[Task statement]
Repeat the data below with no changes.

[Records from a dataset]
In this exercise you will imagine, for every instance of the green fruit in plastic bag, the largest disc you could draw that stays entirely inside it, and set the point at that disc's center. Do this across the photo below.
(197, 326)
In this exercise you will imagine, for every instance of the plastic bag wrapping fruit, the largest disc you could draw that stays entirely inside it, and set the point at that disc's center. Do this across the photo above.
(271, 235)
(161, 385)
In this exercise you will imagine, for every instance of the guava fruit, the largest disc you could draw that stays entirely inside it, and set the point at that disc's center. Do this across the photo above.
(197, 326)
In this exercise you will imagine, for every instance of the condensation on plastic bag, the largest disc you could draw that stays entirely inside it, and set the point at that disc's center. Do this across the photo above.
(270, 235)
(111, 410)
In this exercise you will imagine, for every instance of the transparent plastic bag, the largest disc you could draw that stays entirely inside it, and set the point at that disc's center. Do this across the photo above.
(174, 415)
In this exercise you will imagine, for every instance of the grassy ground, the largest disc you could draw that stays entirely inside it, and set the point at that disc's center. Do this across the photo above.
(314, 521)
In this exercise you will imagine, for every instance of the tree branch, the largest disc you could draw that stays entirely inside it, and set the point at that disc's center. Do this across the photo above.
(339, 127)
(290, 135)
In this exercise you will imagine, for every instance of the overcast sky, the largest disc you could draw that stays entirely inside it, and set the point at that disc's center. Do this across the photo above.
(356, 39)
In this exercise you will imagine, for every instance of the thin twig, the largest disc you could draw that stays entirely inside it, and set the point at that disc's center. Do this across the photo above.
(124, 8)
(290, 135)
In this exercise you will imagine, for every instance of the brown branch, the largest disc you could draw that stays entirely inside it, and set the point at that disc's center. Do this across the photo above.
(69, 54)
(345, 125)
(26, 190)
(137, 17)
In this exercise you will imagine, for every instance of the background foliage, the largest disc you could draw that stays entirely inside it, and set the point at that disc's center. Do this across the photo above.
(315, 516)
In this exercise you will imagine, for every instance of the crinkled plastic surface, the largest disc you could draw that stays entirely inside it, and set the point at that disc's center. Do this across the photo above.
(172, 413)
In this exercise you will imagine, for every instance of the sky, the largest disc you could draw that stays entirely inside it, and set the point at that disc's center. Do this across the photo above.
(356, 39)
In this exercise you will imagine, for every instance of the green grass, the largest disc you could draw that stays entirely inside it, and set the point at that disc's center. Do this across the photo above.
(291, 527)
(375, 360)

[Exercise answer]
In this exercise you will imagine, for every instance of the green fruit in plastic bag, the largest disc you could draw that stays entirely inside it, and set the point at that disc's center. Do this across the photo below.
(197, 326)
In this exercise you will imagine, for every instance of the plastic bag wrapping fruit, the largest disc you could draw that stays entirely inside it, and set the point at that disc's center. Do this across the photo above.
(271, 235)
(161, 385)
In this exercise you will imagine, for every instance of the guava fruit, the largest disc you could draw that stays entirely inside it, and set the point at that disc's center. Do this across the photo above.
(197, 326)
In this exercise you will imagine, for every instance of the condensation on plastic bag, the largest disc you could draw that stays entirely inside it, and set the point at that disc's center. Do this across the photo above.
(270, 235)
(111, 410)
In this exercise you will imagine, for every instance of the transparent plastic bag, the largest disc you could draw that stays entirely inside it, and set the point at that disc's center. Do this across the photo above.
(174, 415)
In this exercise you will imagine, for every instance of the grassy ground, the largest disc you could draw that stays entirely inside it, and set the point at that disc's center. Do this across the photo above.
(314, 521)
In this exercise you will imagine, for every instance of the tree branch, the largest disc you could draw that stays entirely inside it, and set the point at that disc's center. Do this across the photo above.
(339, 127)
(290, 135)
In this exercise you will imagine, for every instance of the overcast sky, the largest disc you could draw that stays entirely inside it, and set the point at that disc's center. Do this across the photo above.
(356, 39)
In this exercise you will imagine, for every instance of the thin twig, the largest disc you could draw that stays entirely inside it, and set the point at that disc's center. Do this across the photo above.
(124, 8)
(290, 135)
In this exercise you will imagine, for every instance of the brown branch, the largest disc you could draw that stays entirely inside it, and set the point at that disc's center. Do this across the photo above.
(69, 54)
(345, 125)
(26, 190)
(137, 17)
In this exercise you will imagine, for every instance of the background foliage, the largest disc you could draw that stays entirely inside it, and set the point at that disc's center. Do this across the photo above.
(315, 516)
In this exercise you will imagine, for every instance of the crinkled plastic surface, the largest disc you could draw that stays entirely inside it, and set the point at that disc's center. Do this across the photo above.
(172, 413)
In this exercise you will imagine, for every instance of the sky, the largest disc you could draw that stays entirely inside it, and set the point at that disc's center. Do this across the photo above.
(356, 39)
In this exercise you will imagine, for every instance of the green grass, the largest disc you could draw that stays entirely inside it, and set the point at that disc's center. Do this across the photo above.
(291, 527)
(375, 360)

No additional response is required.